# Start of Data provided

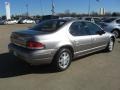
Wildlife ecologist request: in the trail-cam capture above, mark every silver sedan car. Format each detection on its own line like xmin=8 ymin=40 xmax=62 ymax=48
xmin=8 ymin=20 xmax=115 ymax=71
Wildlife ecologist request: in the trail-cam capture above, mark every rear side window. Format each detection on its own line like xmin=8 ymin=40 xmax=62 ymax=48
xmin=70 ymin=22 xmax=89 ymax=36
xmin=31 ymin=20 xmax=66 ymax=32
xmin=86 ymin=22 xmax=102 ymax=35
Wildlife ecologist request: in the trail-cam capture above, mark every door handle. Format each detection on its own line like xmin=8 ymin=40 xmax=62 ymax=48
xmin=74 ymin=40 xmax=79 ymax=46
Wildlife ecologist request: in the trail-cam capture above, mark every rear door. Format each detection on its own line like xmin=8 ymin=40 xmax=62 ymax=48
xmin=70 ymin=21 xmax=92 ymax=56
xmin=86 ymin=22 xmax=108 ymax=50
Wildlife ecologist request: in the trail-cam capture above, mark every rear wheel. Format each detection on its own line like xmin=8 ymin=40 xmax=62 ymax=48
xmin=106 ymin=38 xmax=114 ymax=52
xmin=112 ymin=30 xmax=120 ymax=38
xmin=53 ymin=48 xmax=72 ymax=71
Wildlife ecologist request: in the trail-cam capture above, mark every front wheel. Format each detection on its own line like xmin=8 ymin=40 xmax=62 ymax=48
xmin=53 ymin=48 xmax=72 ymax=71
xmin=106 ymin=38 xmax=114 ymax=52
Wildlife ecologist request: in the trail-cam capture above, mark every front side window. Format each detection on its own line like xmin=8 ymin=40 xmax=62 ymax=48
xmin=70 ymin=22 xmax=89 ymax=36
xmin=103 ymin=18 xmax=116 ymax=23
xmin=116 ymin=19 xmax=120 ymax=24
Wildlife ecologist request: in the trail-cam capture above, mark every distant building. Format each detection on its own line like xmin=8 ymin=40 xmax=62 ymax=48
xmin=99 ymin=8 xmax=105 ymax=15
xmin=5 ymin=2 xmax=11 ymax=20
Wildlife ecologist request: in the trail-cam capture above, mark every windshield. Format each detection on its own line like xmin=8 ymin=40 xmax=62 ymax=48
xmin=103 ymin=18 xmax=116 ymax=23
xmin=31 ymin=20 xmax=67 ymax=32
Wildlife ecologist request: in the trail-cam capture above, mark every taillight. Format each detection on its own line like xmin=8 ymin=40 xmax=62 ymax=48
xmin=27 ymin=41 xmax=45 ymax=49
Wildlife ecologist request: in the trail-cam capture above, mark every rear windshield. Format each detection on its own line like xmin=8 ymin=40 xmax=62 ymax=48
xmin=31 ymin=20 xmax=67 ymax=32
xmin=103 ymin=18 xmax=116 ymax=23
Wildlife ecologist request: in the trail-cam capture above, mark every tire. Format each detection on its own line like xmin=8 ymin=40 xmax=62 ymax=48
xmin=52 ymin=48 xmax=72 ymax=71
xmin=112 ymin=30 xmax=120 ymax=38
xmin=105 ymin=38 xmax=114 ymax=52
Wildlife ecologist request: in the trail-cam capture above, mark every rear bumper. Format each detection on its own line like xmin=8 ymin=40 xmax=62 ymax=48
xmin=8 ymin=44 xmax=56 ymax=65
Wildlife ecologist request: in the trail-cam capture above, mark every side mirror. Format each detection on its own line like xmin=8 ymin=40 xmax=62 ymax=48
xmin=97 ymin=30 xmax=105 ymax=35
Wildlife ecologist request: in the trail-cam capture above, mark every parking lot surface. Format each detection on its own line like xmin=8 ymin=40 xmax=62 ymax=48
xmin=0 ymin=24 xmax=120 ymax=90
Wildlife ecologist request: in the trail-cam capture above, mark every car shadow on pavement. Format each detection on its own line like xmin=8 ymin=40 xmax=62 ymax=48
xmin=0 ymin=53 xmax=56 ymax=78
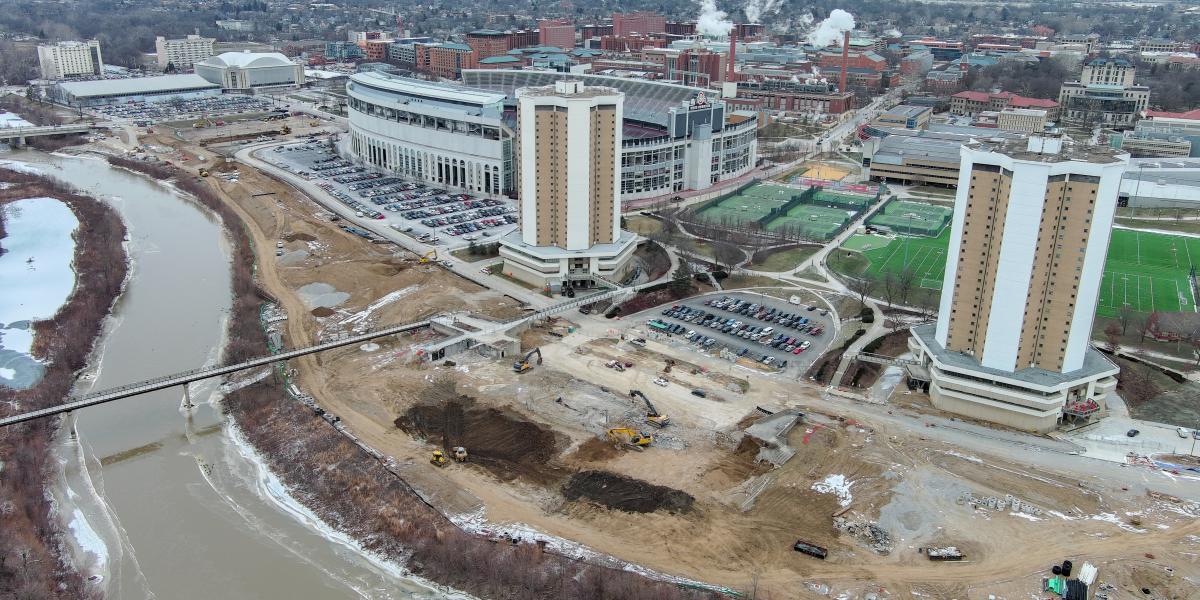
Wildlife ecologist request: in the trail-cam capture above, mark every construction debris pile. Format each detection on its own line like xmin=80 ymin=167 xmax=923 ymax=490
xmin=956 ymin=492 xmax=1042 ymax=516
xmin=833 ymin=517 xmax=893 ymax=554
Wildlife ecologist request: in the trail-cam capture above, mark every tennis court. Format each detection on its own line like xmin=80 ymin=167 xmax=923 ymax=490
xmin=700 ymin=184 xmax=802 ymax=224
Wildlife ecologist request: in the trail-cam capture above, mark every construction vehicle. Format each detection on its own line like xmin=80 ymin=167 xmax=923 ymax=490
xmin=512 ymin=348 xmax=541 ymax=373
xmin=629 ymin=390 xmax=671 ymax=428
xmin=608 ymin=427 xmax=654 ymax=450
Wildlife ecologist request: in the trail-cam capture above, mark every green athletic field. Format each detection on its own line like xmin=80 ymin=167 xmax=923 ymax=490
xmin=842 ymin=227 xmax=1200 ymax=317
xmin=1096 ymin=229 xmax=1200 ymax=317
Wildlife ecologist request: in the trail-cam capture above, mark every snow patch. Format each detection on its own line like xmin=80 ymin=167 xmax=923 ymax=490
xmin=812 ymin=474 xmax=854 ymax=506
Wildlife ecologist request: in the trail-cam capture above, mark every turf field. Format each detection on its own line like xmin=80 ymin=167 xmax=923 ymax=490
xmin=844 ymin=227 xmax=1200 ymax=317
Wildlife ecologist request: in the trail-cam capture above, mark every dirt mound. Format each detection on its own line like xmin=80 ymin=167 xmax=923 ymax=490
xmin=563 ymin=470 xmax=696 ymax=512
xmin=395 ymin=397 xmax=564 ymax=484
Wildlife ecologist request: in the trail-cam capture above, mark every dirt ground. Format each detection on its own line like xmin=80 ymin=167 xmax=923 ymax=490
xmin=140 ymin=129 xmax=1200 ymax=599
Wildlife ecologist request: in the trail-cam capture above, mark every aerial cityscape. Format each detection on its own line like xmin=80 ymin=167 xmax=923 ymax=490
xmin=0 ymin=0 xmax=1200 ymax=600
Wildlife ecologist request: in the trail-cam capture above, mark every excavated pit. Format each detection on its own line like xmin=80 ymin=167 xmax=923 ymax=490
xmin=563 ymin=470 xmax=696 ymax=512
xmin=395 ymin=397 xmax=565 ymax=484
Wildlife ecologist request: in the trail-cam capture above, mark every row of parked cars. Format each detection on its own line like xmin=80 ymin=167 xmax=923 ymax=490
xmin=649 ymin=307 xmax=792 ymax=368
xmin=704 ymin=296 xmax=829 ymax=336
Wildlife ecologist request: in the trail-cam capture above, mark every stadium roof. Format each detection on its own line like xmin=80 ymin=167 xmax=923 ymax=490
xmin=462 ymin=68 xmax=709 ymax=127
xmin=197 ymin=50 xmax=294 ymax=68
xmin=58 ymin=74 xmax=221 ymax=98
xmin=350 ymin=71 xmax=504 ymax=106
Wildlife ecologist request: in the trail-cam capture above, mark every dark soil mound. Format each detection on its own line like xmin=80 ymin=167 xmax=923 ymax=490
xmin=563 ymin=470 xmax=696 ymax=512
xmin=396 ymin=398 xmax=563 ymax=484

# End of Data provided

Reproduce every line of the listing above word for word, leaving out the pictures.

Wildlife ecologist request: in the trail-cam capture above, mark every silver sedan car. Format each detection on its own line like xmin=8 ymin=40 xmax=62 ymax=48
xmin=8 ymin=20 xmax=115 ymax=71
Wildlife ecologist request: in the trail-cam capture above, mark every rear side window. Format each detection on its own line like xmin=8 ymin=40 xmax=62 ymax=48
xmin=70 ymin=22 xmax=89 ymax=36
xmin=31 ymin=20 xmax=66 ymax=32
xmin=86 ymin=22 xmax=102 ymax=35
Wildlife ecologist request: in the trail-cam capture above, mark every door handle. Format each detection on its own line like xmin=8 ymin=40 xmax=62 ymax=48
xmin=74 ymin=40 xmax=79 ymax=46
Wildlife ecologist request: in the trail-cam capture above, mark every rear door. Format each detection on its own line like xmin=8 ymin=40 xmax=62 ymax=48
xmin=70 ymin=21 xmax=92 ymax=56
xmin=86 ymin=22 xmax=108 ymax=50
Wildlife ecologist request: in the trail-cam capture above, mark every rear wheel. Format each detection on its own line like xmin=8 ymin=40 xmax=62 ymax=48
xmin=106 ymin=38 xmax=114 ymax=52
xmin=112 ymin=30 xmax=120 ymax=38
xmin=53 ymin=48 xmax=72 ymax=71
Wildlife ecologist request: in the trail-cam capture above, mark every front wheel. Format each detection on its own line like xmin=8 ymin=40 xmax=62 ymax=48
xmin=53 ymin=48 xmax=72 ymax=71
xmin=106 ymin=38 xmax=114 ymax=52
Wildlife ecologist request: in the trail-cam capture above, mark every front side window. Format each detection on its own line like xmin=8 ymin=40 xmax=62 ymax=48
xmin=70 ymin=22 xmax=89 ymax=36
xmin=103 ymin=18 xmax=116 ymax=23
xmin=116 ymin=19 xmax=120 ymax=24
Wildlife ecologist request: in the trail-cam capture above, mark every distant building. Format each detection on its own line like xmin=8 ymin=40 xmax=62 ymax=48
xmin=99 ymin=8 xmax=105 ymax=15
xmin=5 ymin=2 xmax=11 ymax=20
Wildlife ecologist request: in the trail-cam capture above, mark every windshield. Format each detection on its own line like xmin=8 ymin=40 xmax=62 ymax=48
xmin=103 ymin=18 xmax=116 ymax=23
xmin=31 ymin=20 xmax=67 ymax=32
Wildlife ecologist request: in the trail-cam capture above, mark every taillight. Format each detection on its own line like xmin=8 ymin=40 xmax=62 ymax=48
xmin=27 ymin=41 xmax=45 ymax=49
Wildlife ecologist request: in the trail-cam capture above, mark every rear windshield. Format each detection on its own line like xmin=8 ymin=40 xmax=62 ymax=48
xmin=31 ymin=20 xmax=67 ymax=32
xmin=103 ymin=18 xmax=116 ymax=23
Wildlife ecologist request: in the trail-cam capture above, mark every tire. Format each detection on its own line like xmin=8 ymin=40 xmax=62 ymax=48
xmin=52 ymin=48 xmax=72 ymax=71
xmin=112 ymin=30 xmax=120 ymax=38
xmin=105 ymin=38 xmax=114 ymax=52
Wildlife ecologist request: in the trail-cam capture above, mark every rear bumper. Format each detection on its own line like xmin=8 ymin=40 xmax=62 ymax=48
xmin=8 ymin=44 xmax=56 ymax=65
Wildlife ecologist request: in the trail-cam capture above, mark every side mirror. Format each detection on its own line like xmin=8 ymin=40 xmax=62 ymax=48
xmin=97 ymin=30 xmax=105 ymax=35
Wildlife ecologist request: in the trail-cam capture above, mark every parking lot surface. Format each detection on its own line like xmin=8 ymin=40 xmax=62 ymax=48
xmin=0 ymin=24 xmax=120 ymax=90
Wildlife ecologist request: in the trail-cam capture above, mark every car shadow on pavement. Format each detection on its own line like xmin=8 ymin=40 xmax=62 ymax=48
xmin=0 ymin=53 xmax=56 ymax=78
Wildlife ecologist request: in the trail-cam capture above, mark every construction debris pile. Format each detection on its own line like xmin=80 ymin=167 xmax=923 ymax=490
xmin=956 ymin=492 xmax=1042 ymax=516
xmin=833 ymin=517 xmax=893 ymax=554
Wildlife ecologist request: in the trail-cam capture above, mark every tennis court. Format each detection on its own line like xmin=80 ymin=167 xmax=923 ymax=490
xmin=700 ymin=184 xmax=802 ymax=224
Wildlife ecologist request: in the trail-cam capture above, mark every construction vehicle. Format each detection on its own line like xmin=80 ymin=167 xmax=923 ymax=490
xmin=512 ymin=348 xmax=541 ymax=373
xmin=629 ymin=390 xmax=671 ymax=428
xmin=608 ymin=427 xmax=654 ymax=450
Wildlife ecologist request: in the trail-cam capture above, mark every green athletic field. Format each detection on its own line like xmin=80 ymin=167 xmax=923 ymax=490
xmin=842 ymin=227 xmax=1200 ymax=317
xmin=1096 ymin=229 xmax=1200 ymax=317
Wildlife ecologist request: in the trail-cam capture above, mark every snow patch. Format each detection on its own line like xmin=80 ymin=167 xmax=923 ymax=490
xmin=812 ymin=474 xmax=854 ymax=506
Wildlife ecologist request: in the trail-cam capture above, mark every turf field. Format each detection on its own line like xmin=80 ymin=167 xmax=923 ymax=490
xmin=844 ymin=227 xmax=1200 ymax=317
Wildlife ecologist request: in the trail-cam capture above, mark every dirt mound. Format each detection on its own line like xmin=80 ymin=167 xmax=923 ymax=490
xmin=563 ymin=470 xmax=696 ymax=512
xmin=395 ymin=397 xmax=564 ymax=484
Wildlife ecologist request: in the trail-cam capture above, mark every dirt ground. Format each detection on its own line like xmin=80 ymin=167 xmax=923 ymax=490
xmin=140 ymin=129 xmax=1200 ymax=599
Wildlife ecologist request: in the trail-cam capture above, mark every aerial cityscape. Format each detection on its own line like xmin=80 ymin=167 xmax=923 ymax=490
xmin=0 ymin=0 xmax=1200 ymax=600
Wildlife ecologist request: in the trail-cam capture above, mark every excavated pit. Format each detection on its own line like xmin=80 ymin=167 xmax=923 ymax=490
xmin=563 ymin=470 xmax=696 ymax=512
xmin=395 ymin=397 xmax=565 ymax=484
Wildlife ecologist request: in the trail-cam capture above, mark every row of parked cars. Format each detection on its own line like xmin=80 ymin=167 xmax=923 ymax=490
xmin=649 ymin=307 xmax=792 ymax=368
xmin=704 ymin=296 xmax=829 ymax=336
Wildlife ecologist request: in the trail-cam capture above, mark every stadium roof. Format each detection on its own line like xmin=80 ymin=167 xmax=923 ymax=490
xmin=462 ymin=68 xmax=709 ymax=127
xmin=197 ymin=50 xmax=294 ymax=68
xmin=58 ymin=74 xmax=221 ymax=98
xmin=350 ymin=71 xmax=504 ymax=106
Wildlife ecologist request: in the trail-cam capture above, mark every dark soil mound. Format each detection on its own line like xmin=80 ymin=167 xmax=923 ymax=490
xmin=563 ymin=470 xmax=696 ymax=512
xmin=396 ymin=398 xmax=563 ymax=484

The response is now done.